- Page excerpt
▼

# Classifier Evaluation using Bootstrap
Bootstrap can also be used to evaluate a classifier. Given the original data $D$, k datasets $D_i$ are generated from $D$ and used to train a model $M_i$ that is evaluated using the entire dataset $D$ returning the evaluation $\theta_i$. The overall evaluation is computed as the mean and standard deviation of the $k$ values of $\theta_i$. Note however that the estimates will be somewhat optimistic becvause of the overlap between the training (generated by bootstrap resampling) and the testing performed on the entire dataset (63.2%). Cross-validation does not suffer from this limitation since it keeps the training and testing sets disjoint.

In [4]:
import numpy as np
import pandas as pd
import random

np.random.seed(238476293)

In [5]:
def bootstrap(X, y, ratio=1.0):
    
    # compute the number of rows of the generated dataset
    n_rows = int(X.shape[0]*ratio)
    
    # compute the number of columns
    n_cols = X.shape[1]
    
    # create the output dataset with all zero
    sampled_X = np.zeros((n_rows,n_cols))
    sampled_y = np.zeros(n_rows)
        
    # randomly select a row from the original dataset and then copy it to the output dataset
    for s in range(n_rows):
        sample_index = int(random.random()*n_rows)
        sampled_X[s,:] = X[sample_index,:]
        sampled_y[s] = y[sample_index]
    
    return sampled_X, sampled_y

In [7]:
def bootstrap_evaluation(classifier, X, y, k, metrics):
    evaluation = []
    for i in range(k):
        bX,by = bootstrap(X,y)
        classifier.fit(bX,by)        
        yp = classifier.predict(X)
        evaluation.append(metrics(y,yp))

▲

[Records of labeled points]
▼

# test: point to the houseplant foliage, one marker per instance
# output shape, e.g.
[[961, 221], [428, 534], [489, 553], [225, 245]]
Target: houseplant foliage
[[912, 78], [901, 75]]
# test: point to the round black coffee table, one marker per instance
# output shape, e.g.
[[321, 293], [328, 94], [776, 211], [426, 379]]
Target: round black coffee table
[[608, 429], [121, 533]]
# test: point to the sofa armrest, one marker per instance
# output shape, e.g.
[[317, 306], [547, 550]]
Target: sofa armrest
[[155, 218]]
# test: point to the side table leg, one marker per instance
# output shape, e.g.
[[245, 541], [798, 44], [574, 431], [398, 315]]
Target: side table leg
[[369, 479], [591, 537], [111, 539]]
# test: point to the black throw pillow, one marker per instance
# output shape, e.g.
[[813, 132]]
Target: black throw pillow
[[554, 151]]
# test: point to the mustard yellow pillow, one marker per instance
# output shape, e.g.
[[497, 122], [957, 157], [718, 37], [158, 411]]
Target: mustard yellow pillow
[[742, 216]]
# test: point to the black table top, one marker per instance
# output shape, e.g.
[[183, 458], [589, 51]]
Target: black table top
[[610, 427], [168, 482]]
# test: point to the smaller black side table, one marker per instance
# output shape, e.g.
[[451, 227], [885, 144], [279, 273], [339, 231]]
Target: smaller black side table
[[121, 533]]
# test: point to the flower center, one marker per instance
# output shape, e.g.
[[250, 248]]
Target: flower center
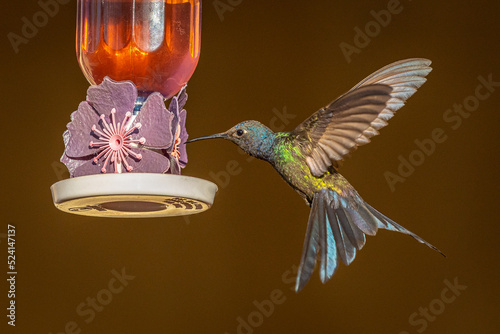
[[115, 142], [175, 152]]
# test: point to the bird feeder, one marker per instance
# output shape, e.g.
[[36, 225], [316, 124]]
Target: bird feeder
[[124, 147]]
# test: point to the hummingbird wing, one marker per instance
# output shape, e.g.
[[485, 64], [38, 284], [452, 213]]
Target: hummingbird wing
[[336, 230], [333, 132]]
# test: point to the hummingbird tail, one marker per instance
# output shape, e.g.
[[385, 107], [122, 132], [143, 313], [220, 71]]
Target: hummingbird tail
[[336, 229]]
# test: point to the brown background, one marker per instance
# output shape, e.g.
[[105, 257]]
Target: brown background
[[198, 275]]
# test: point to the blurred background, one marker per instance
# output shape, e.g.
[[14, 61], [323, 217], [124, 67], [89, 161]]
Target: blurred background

▲

- Given instruction
Using the page on classifier evaluation with bootstrap, state whether each statement agrees with it: (a) each model $M_i$ is evaluated on the entire original dataset; (b) cross-validation lets the training and testing sets overlap; (c) the overall evaluation is the median of the $k$ values of $\theta_i$. For each, give yes or no along with the deciding words, quoted exactly. The records play no part in what is asked here.

- Task response
(a) Yes: "evaluated using the entire dataset $D$ returning the evaluation $\theta_i$"
(b) No: "it keeps the training and testing sets disjoint"
(c) No: "computed as the mean and standard deviation of the $k$ values of $\theta_i$"